28 luglio 1943, San Marino volta pagina
Denudati dalle SS
Alle 17 circa del 29 agosto 1944, fra Montelicciano e San Marino, a 200 metri dal confine della Repubblica, viene ucciso un russo aggregato all'esercito germanico, "mentre con una carretta unitamente ad un militare tedesco, andava in perlustrazione nelle varie case per inventariare o procurare gli alloggi alla truppa che stava ripiegando dal fronte delle Marche".
Il racconto è di Guerrino Maiani, uno degli arrestati per rappresaglia dalle truppe naziste: "In colonna, a piedi dalle Capanne, sotto una scorta siamo stati portati ai Monti di Montelicciano, sull'aia del contadino Temeroli", dov'era stato ucciso il russo.
"Siamo stati messi contro un muro. Sull'aia, distesi per terra, con i fucili puntati addosso c'era già un altro gruppo di rastrellati italiani mentre la casa di Temeroli bruciava, incendiata dalle truppe tedesche (...). I soldati erano tutti schierati con le armi in mano pronti a sparare".
Un altro rastrellato, l'anziano Erminio Podeschi, lo rimandano indietro, dicendogli: "Tu vecchio vai a casa e quando sai che ci sono i ribelli vieni a dirlo a noi al Comando di Montegrimano".
"A piedi, passando per i calanchi, siamo stati portati ai bagni di Meleto" su di un camion aperto, e "abbiamo raggiunto Montegrimano". Così Guerrino Maiani. Suo fratello Giuseppe prosegue: "Portati nei locali del Comune... ci hanno costretto a spogliarci...": per tre giorni, restano "nudi come quando nostra madre ci mise al mondo". E nudi li mandano a prendere l'acqua nella fontana pubblica, nella piazza del paese.

▶ Compiti
1. Rispondi a queste domande sul brano della rappresaglia di Montelicciano:
(a) A che ora circa e in quale giorno viene ucciso il russo?
(b) Di quale contadino è l'aia su cui vengono portati gli arrestati?
(c) Per quanti giorni i rastrellati restano nudi?
2. Elenca tutte le persone chiamate per nome nel brano della rappresaglia di Montelicciano.
3. Prosegui il brano della rappresaglia di Montelicciano a partire dall'ultima frase riportata.

▶ Dati grezzi
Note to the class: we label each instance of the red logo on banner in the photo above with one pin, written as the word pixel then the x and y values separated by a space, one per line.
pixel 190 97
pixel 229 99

▶ Soluzioni dei compiti
1.
(a) Alle 17 circa del 29 agosto 1944.
(b) Del contadino Temeroli.
(c) Per tre giorni.

2.
- Guerrino Maiani
- Temeroli
- Erminio Podeschi
- Giuseppe, fratello di Guerrino Maiani

3.
Il perché della clemenza
Nella notte tra il 31 agosto ed il 1° settembre, i tedeschi hanno ucciso, a furia di botte, i due partigiani torturati nel 'carcere' di Montegrimano, Renato Parlanti (22 anni) e Mario Galli (30). Erano stati "catturati armati in una zona liberata dagli inglesi", come aveva confessato a Giuseppe Maiani lo stesso Parlanti.
Maiani aggiunge un particolare: durante il ritorno a San Marino, il 4 settembre, "siamo ripassati dai bagni di Meleto e lì ci ha investito un irrespirabile fetore di cadaveri in decomposizione. Dopo il passaggio del fronte venimmo a sapere che nel fosso di quella località erano stati trovati i corpi di Parlanti e Galli ammazzati dai tedeschi".
Perchè i nazisti avevano 'graziato' il gruppo degli arrestati il 29 agosto? Il Comando germanico era consapevole "che la fucilazione di innocenti cittadini sammarinesi, in quanto sudditi di uno stato neutrale, avrebbe suscitato non poche proteste diplomatiche", sostiene Francesco Balsimelli. Del fatto, avrebbe poi approfittato inevitabilmente la propaganda alleata. Infine, conclude Balsimelli, "a Montegrimano cominciavano ad arrivare le granate alleate".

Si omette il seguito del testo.